## KUTIPAN SUMBER
Menurut Ahmad Faried dalam kitab Tazkiyah an-Nufus wa Tarbiyatuha Kama Yuqorriruhu Ulama’ as-Salaf (Menyucikan Jiwa: Konsep Ulama Salaf), diungkapkan bahwa nafsu Muthma’innah, selalu berteman bahkan berada di samping para malaikat. Dengannya manusia mendapatkan bimbingan dan dorongan pada kebenaran hakiki yang menghiasi dengan nuansa keindahan bagi kehidupan. Kehadirannya mampu membentengi diri dari setiap keinginan berbuat jahat dan mampu merefleksikan segala bentuk kejahatan beserta akibat dan sanksi-Nya, agar ia mau menjauhinya. Jadi, segala perbuatan manusia yang semata-mata untuk ubuddiyah kepada Allah, maka itu semua bermuara dari nafsu Mutmainnah.

Nafsu al-Muthma’innah bersama-sama dengan malaikat mengemban tugas untuk memberi penyegaran jiwa manusia dengan: tauhid, ihsan, kebaikan, takwa, tawakal, tobat, kembali pada jalan Allah, tidak panjang angan-angan, mempersiapkan bekal untuk menyongsong kematian dan hidup sesudahnya.

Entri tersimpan
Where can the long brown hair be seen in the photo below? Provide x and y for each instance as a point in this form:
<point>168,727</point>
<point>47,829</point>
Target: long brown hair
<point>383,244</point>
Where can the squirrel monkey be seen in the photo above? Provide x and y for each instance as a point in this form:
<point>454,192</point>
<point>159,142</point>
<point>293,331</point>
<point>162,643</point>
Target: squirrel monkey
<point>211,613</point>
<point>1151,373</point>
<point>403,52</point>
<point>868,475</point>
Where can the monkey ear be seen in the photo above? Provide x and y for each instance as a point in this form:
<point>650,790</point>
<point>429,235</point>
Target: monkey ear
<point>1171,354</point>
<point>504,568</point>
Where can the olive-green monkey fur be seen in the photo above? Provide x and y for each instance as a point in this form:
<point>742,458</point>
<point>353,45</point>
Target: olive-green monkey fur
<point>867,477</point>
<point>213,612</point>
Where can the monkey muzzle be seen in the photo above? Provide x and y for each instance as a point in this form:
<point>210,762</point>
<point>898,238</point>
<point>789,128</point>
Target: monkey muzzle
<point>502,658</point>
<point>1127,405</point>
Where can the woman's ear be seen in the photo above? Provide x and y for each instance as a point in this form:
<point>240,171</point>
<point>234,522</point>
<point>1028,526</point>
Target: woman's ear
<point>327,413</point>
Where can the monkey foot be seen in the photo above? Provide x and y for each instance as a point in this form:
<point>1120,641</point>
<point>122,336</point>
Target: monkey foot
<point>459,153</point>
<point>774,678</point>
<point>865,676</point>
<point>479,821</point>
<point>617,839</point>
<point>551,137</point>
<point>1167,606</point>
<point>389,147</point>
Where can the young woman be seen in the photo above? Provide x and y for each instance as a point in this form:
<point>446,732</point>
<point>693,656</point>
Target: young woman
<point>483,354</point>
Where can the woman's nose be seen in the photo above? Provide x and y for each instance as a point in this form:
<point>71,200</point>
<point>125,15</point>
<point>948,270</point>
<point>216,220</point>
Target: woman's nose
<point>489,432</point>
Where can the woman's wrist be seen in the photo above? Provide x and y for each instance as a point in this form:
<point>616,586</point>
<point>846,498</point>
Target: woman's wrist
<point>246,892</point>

## KUMPULAN LATIHAN
1) Menurut teks tentang nafsu Muthma'innah, nafsu ini selalu berteman dengan siapa?
2) Lanjutkan teks tentang nafsu Muthma'innah mulai dari kalimat terakhirnya.

## JAWABAN TIAP TUGAS
1) Dengan para malaikat, bahkan berada di samping mereka.

2)
Jiwa Muthma’innah, memiliki beberapa bentuk kepribadian, diantaranya adalah; keimanan, keyakinan, keikhlasan, tawakkal, taubat, taqarrub, sabar, bijaksana, tawadu’, tenang dan cinta kepada Allah dan rasulnya, memenuhi perintahnya dan menjauhi larangannya, berani, menjaga diri, jujur dan penuh kasih saying. Atau dalam hadis Nabi disederhanakan dalam dimensi iman, Islam dan ihsan. Semua bentuk tersebut bermotivasi pada teosentris yang berdaya positif mengelilingi jiwa-jiwa Muthma’innah.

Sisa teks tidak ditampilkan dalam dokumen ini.